▶ DATA TO USE:

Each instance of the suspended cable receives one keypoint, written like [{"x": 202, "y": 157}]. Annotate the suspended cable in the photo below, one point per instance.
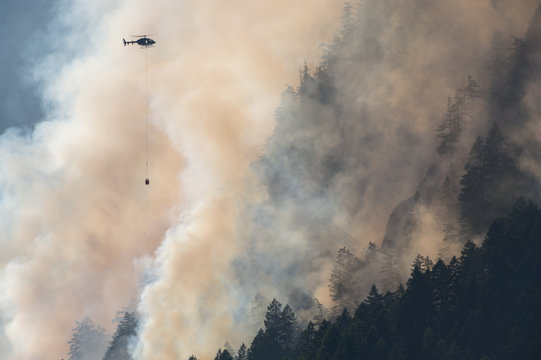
[{"x": 147, "y": 179}]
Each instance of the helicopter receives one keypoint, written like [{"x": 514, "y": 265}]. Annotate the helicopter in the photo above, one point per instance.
[{"x": 143, "y": 41}]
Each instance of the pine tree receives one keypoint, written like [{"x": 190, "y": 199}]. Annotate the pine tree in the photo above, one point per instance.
[
  {"x": 342, "y": 283},
  {"x": 242, "y": 353},
  {"x": 118, "y": 348},
  {"x": 89, "y": 341}
]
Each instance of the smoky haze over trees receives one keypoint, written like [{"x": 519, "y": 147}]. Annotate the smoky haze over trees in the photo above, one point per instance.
[
  {"x": 364, "y": 215},
  {"x": 317, "y": 169}
]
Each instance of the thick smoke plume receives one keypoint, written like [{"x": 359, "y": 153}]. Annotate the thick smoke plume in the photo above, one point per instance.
[{"x": 212, "y": 239}]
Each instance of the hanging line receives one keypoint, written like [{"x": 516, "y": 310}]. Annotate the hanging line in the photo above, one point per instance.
[{"x": 147, "y": 180}]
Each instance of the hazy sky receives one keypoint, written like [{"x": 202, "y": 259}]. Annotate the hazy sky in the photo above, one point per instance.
[
  {"x": 23, "y": 24},
  {"x": 81, "y": 235}
]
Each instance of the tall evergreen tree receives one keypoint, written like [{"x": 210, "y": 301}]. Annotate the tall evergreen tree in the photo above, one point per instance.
[{"x": 118, "y": 348}]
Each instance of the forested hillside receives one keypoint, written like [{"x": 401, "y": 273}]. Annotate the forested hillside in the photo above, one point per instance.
[
  {"x": 454, "y": 270},
  {"x": 483, "y": 305}
]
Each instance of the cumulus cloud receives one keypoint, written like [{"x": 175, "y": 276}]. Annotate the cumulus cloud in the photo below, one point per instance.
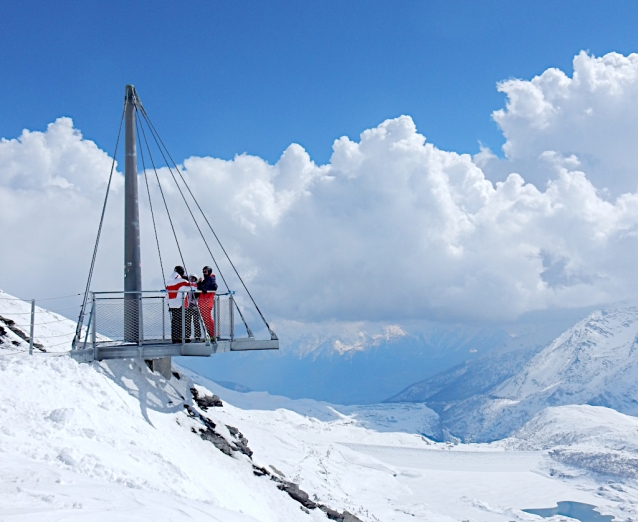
[
  {"x": 590, "y": 116},
  {"x": 391, "y": 229}
]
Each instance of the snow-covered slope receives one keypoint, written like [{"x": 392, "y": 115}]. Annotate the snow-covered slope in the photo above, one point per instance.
[
  {"x": 591, "y": 438},
  {"x": 114, "y": 441},
  {"x": 352, "y": 366},
  {"x": 595, "y": 362}
]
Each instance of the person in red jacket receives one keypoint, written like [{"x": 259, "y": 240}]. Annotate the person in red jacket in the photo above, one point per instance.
[
  {"x": 177, "y": 287},
  {"x": 207, "y": 286}
]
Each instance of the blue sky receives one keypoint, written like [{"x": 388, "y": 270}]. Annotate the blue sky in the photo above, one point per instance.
[{"x": 222, "y": 78}]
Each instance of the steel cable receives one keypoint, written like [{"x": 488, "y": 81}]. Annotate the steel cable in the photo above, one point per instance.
[
  {"x": 150, "y": 203},
  {"x": 163, "y": 197},
  {"x": 157, "y": 137}
]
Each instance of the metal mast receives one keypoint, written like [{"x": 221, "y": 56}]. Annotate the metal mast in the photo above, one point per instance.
[{"x": 132, "y": 258}]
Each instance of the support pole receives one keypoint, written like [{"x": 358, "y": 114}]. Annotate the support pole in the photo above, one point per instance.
[
  {"x": 32, "y": 326},
  {"x": 132, "y": 257}
]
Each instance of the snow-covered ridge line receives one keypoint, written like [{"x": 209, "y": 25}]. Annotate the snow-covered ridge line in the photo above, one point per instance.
[{"x": 114, "y": 440}]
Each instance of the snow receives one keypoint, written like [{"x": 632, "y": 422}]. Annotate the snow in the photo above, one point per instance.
[{"x": 113, "y": 441}]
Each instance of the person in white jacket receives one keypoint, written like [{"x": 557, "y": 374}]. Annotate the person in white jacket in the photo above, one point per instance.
[{"x": 177, "y": 287}]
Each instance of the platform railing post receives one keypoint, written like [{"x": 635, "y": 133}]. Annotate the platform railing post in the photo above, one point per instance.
[
  {"x": 32, "y": 326},
  {"x": 93, "y": 327},
  {"x": 231, "y": 311},
  {"x": 183, "y": 323},
  {"x": 163, "y": 318},
  {"x": 216, "y": 326}
]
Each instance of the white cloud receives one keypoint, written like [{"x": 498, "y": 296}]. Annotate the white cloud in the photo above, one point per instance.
[{"x": 392, "y": 229}]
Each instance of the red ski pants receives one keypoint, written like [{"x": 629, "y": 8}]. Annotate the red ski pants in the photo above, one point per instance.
[{"x": 206, "y": 302}]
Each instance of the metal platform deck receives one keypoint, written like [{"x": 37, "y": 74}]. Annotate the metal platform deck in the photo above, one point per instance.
[{"x": 156, "y": 350}]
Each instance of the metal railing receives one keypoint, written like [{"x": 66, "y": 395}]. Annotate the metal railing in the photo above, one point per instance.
[{"x": 142, "y": 318}]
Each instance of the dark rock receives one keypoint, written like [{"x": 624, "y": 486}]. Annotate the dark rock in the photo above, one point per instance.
[
  {"x": 297, "y": 494},
  {"x": 244, "y": 449},
  {"x": 10, "y": 323},
  {"x": 330, "y": 513},
  {"x": 218, "y": 441},
  {"x": 206, "y": 401},
  {"x": 260, "y": 472}
]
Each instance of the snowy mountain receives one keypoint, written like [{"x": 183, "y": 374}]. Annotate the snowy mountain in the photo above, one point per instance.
[
  {"x": 595, "y": 362},
  {"x": 114, "y": 441}
]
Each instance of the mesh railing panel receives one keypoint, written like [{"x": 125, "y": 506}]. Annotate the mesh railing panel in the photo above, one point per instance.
[{"x": 131, "y": 319}]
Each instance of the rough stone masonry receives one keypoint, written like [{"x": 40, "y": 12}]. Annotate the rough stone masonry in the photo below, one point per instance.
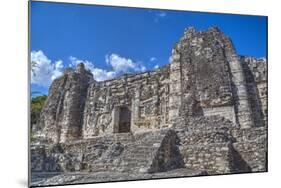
[{"x": 203, "y": 113}]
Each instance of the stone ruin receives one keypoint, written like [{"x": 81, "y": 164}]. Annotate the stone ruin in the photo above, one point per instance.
[{"x": 203, "y": 113}]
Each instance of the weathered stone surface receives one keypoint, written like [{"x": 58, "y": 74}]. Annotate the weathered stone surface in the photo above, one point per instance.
[{"x": 204, "y": 113}]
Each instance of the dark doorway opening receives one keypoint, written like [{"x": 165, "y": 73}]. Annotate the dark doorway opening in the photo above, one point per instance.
[{"x": 124, "y": 120}]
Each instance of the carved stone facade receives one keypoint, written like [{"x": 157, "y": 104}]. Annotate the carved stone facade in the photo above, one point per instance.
[{"x": 206, "y": 110}]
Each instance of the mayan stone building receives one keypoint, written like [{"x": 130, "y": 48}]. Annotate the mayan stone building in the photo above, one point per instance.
[{"x": 205, "y": 111}]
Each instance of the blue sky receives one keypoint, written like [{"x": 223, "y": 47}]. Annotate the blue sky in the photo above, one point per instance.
[{"x": 115, "y": 40}]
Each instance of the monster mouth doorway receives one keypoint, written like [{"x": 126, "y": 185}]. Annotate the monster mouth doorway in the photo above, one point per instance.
[{"x": 124, "y": 124}]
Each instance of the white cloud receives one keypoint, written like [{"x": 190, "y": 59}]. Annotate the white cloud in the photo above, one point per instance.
[
  {"x": 153, "y": 59},
  {"x": 44, "y": 71},
  {"x": 162, "y": 14}
]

▶ PROMPT: Copy the entries exactly. Leave out the images.

▶ WRITTEN SOLUTION:
Each instance of the suspended cable receives one keypoint, written like [{"x": 202, "y": 157}]. Annotate the suspended cable in the photo below, one point per instance.
[{"x": 147, "y": 179}]
Each instance of the helicopter receives one keypoint, written like [{"x": 514, "y": 265}]. Annotate the helicopter in the photo above, one point per instance.
[{"x": 143, "y": 41}]
Each instance of the pine tree receives one keypoint, written like [{"x": 190, "y": 199}]. Annotate the pine tree in the photo above, one point per instance.
[
  {"x": 342, "y": 283},
  {"x": 242, "y": 353},
  {"x": 118, "y": 348},
  {"x": 89, "y": 341}
]
Each instance of the smoky haze over trees receives one keypoint, written like [{"x": 519, "y": 147}]. Annotate the smoky haze over trees in the photo above, one point per instance.
[
  {"x": 364, "y": 215},
  {"x": 317, "y": 169}
]
Each instance of the thick smoke plume receives one keypoint, written like [{"x": 359, "y": 153}]. Annotate the thick smoke plume in the photo above, one point per instance.
[{"x": 212, "y": 239}]
Each instance of the hanging line receives one keypoint, written like [{"x": 516, "y": 310}]. Annotate the hanging line in the photo above, one point per instance.
[{"x": 147, "y": 180}]
Each instance of the hazy sky receives one keypoint, written like [{"x": 202, "y": 259}]. Annotate the hazy sky in the photo above, one point per instance.
[
  {"x": 23, "y": 24},
  {"x": 81, "y": 235}
]
Each instance of the tall evergreen tree receives one keypoint, written like [{"x": 210, "y": 301}]. Annotate the tall evergreen tree in the photo above, one point per instance.
[{"x": 118, "y": 348}]
Each instance of the forested hillside receives one keypoint, written like [{"x": 401, "y": 273}]. Annotate the forested hillside in the photo above, one point per instance.
[
  {"x": 454, "y": 270},
  {"x": 483, "y": 305}
]
Each instance of the cumulus cloud receives one keypoint, written like [{"x": 175, "y": 276}]. Annotate the cumulus cloud in the photo below, one point per instance.
[
  {"x": 590, "y": 116},
  {"x": 391, "y": 229}
]
Each instance of the snow-covered slope receives one keypoint, written like [{"x": 392, "y": 115}]. Annotate the snow-covered slope in the photo above, one point per instance.
[
  {"x": 591, "y": 438},
  {"x": 114, "y": 441},
  {"x": 352, "y": 366},
  {"x": 595, "y": 362}
]
Each instance of the person in red jacket receives one keypoint, written like [{"x": 259, "y": 240}]. Annotate the person in red jacket in the photo above, one point per instance.
[
  {"x": 177, "y": 287},
  {"x": 207, "y": 286}
]
Each instance of the blue sky receives one keypoint, written like [{"x": 388, "y": 270}]. Annotate the blue sky in the photo above, one point per instance.
[{"x": 222, "y": 78}]
Each instance of the steel cable receives one keypoint, written like [{"x": 488, "y": 81}]. Annotate the steel cable in the photo above, one point per instance.
[
  {"x": 150, "y": 203},
  {"x": 163, "y": 197},
  {"x": 157, "y": 137}
]
Each instance of the metal mast receives one keypoint, written like [{"x": 221, "y": 56}]. Annotate the metal mast in the photo above, one point per instance.
[{"x": 132, "y": 258}]
Each instance of the support pole receives one keypoint, written like [{"x": 358, "y": 114}]. Annotate the support pole in the photo above, one point per instance.
[
  {"x": 32, "y": 326},
  {"x": 132, "y": 257}
]
Each instance of the snow-covered ridge line receives one keypoint, written like [{"x": 209, "y": 25}]. Annotate the snow-covered ridge line in the photo above, one point per instance.
[{"x": 114, "y": 440}]
Each instance of the snow receives one keypoint, written like [{"x": 632, "y": 422}]. Annotate the snow in the photo above, one point per instance.
[{"x": 113, "y": 441}]
Each instance of the person in white jacket receives one keypoint, written like [{"x": 557, "y": 374}]. Annotate the person in white jacket in the photo above, one point per instance.
[{"x": 177, "y": 287}]
Each instance of the platform railing post receives one keypoint, written like [{"x": 635, "y": 133}]. Annotate the platform railing post in the photo above, one point per instance.
[
  {"x": 32, "y": 326},
  {"x": 93, "y": 327},
  {"x": 231, "y": 311},
  {"x": 183, "y": 323},
  {"x": 163, "y": 318},
  {"x": 216, "y": 326}
]
Each instance of the white cloud receives one keypoint, written like [{"x": 498, "y": 296}]. Annotate the white cloud in the photo above, one point per instance.
[{"x": 392, "y": 229}]
Each instance of the red ski pants receives one keypoint, written like [{"x": 629, "y": 8}]. Annotate the red ski pants in the photo above, one point per instance.
[{"x": 206, "y": 302}]
Each instance of the metal platform deck receives one keypoint, written like [{"x": 37, "y": 74}]. Annotate the metal platform deck in the photo above, one point per instance.
[{"x": 156, "y": 350}]
Each instance of the metal railing receives one keypoint, written like [{"x": 66, "y": 395}]. Annotate the metal railing in the photo above, one point per instance.
[{"x": 142, "y": 318}]
Each instance of the dark rock receives one keypoint, written like [{"x": 624, "y": 486}]. Annotate the dark rock in the photo above, one point per instance.
[
  {"x": 297, "y": 494},
  {"x": 244, "y": 449},
  {"x": 10, "y": 323},
  {"x": 330, "y": 513},
  {"x": 218, "y": 441},
  {"x": 206, "y": 401},
  {"x": 260, "y": 472}
]
Each instance of the snowy mountain receives one keypoint, written like [{"x": 183, "y": 374}]. Annotate the snowy mountain in the photo above, one point per instance.
[
  {"x": 595, "y": 362},
  {"x": 114, "y": 441}
]
Each instance of the mesh railing panel receives one keypoint, written like [{"x": 125, "y": 506}]. Annotate the mesh railing panel in the photo above, one point per instance.
[{"x": 131, "y": 319}]
Each instance of the rough stone masonry receives one keypoint, written like [{"x": 40, "y": 12}]. Annotate the rough stone masonry in the photo below, one point per instance.
[{"x": 203, "y": 113}]
Each instance of the stone ruin receives one keypoint, written like [{"x": 81, "y": 164}]. Annotate the stone ruin in the photo above, one point per instance.
[{"x": 203, "y": 113}]
Each instance of the weathered stone surface receives one keypoint, written like [{"x": 58, "y": 74}]. Annotate the weathered stone surface in the photo above, one point per instance.
[{"x": 204, "y": 113}]
Each instance of the dark doorway opening receives one keypoint, written like [{"x": 165, "y": 73}]. Annotate the dark doorway opening in the photo above, one point per instance.
[{"x": 124, "y": 120}]
Each instance of the carved stone facade receives one keypoint, written like [{"x": 157, "y": 104}]. Annotate the carved stone facade in the photo above, one point per instance.
[{"x": 206, "y": 110}]
Each instance of the mayan stone building receives one keypoint, written like [{"x": 130, "y": 48}]. Annotate the mayan stone building in the photo above, one point per instance.
[{"x": 205, "y": 111}]
Each instance of the blue sky receives one keypoint, written like [{"x": 223, "y": 47}]. Annotate the blue sky in the photo above, one point per instance.
[{"x": 115, "y": 40}]
Each instance of the monster mouth doorway receives one keypoint, written like [{"x": 126, "y": 185}]. Annotate the monster mouth doorway in the photo above, one point per instance.
[{"x": 124, "y": 124}]
Each instance of the white cloud receives one keypoint, written like [{"x": 190, "y": 59}]. Annotate the white cloud in the photo above, one point per instance.
[
  {"x": 153, "y": 59},
  {"x": 44, "y": 71},
  {"x": 162, "y": 14}
]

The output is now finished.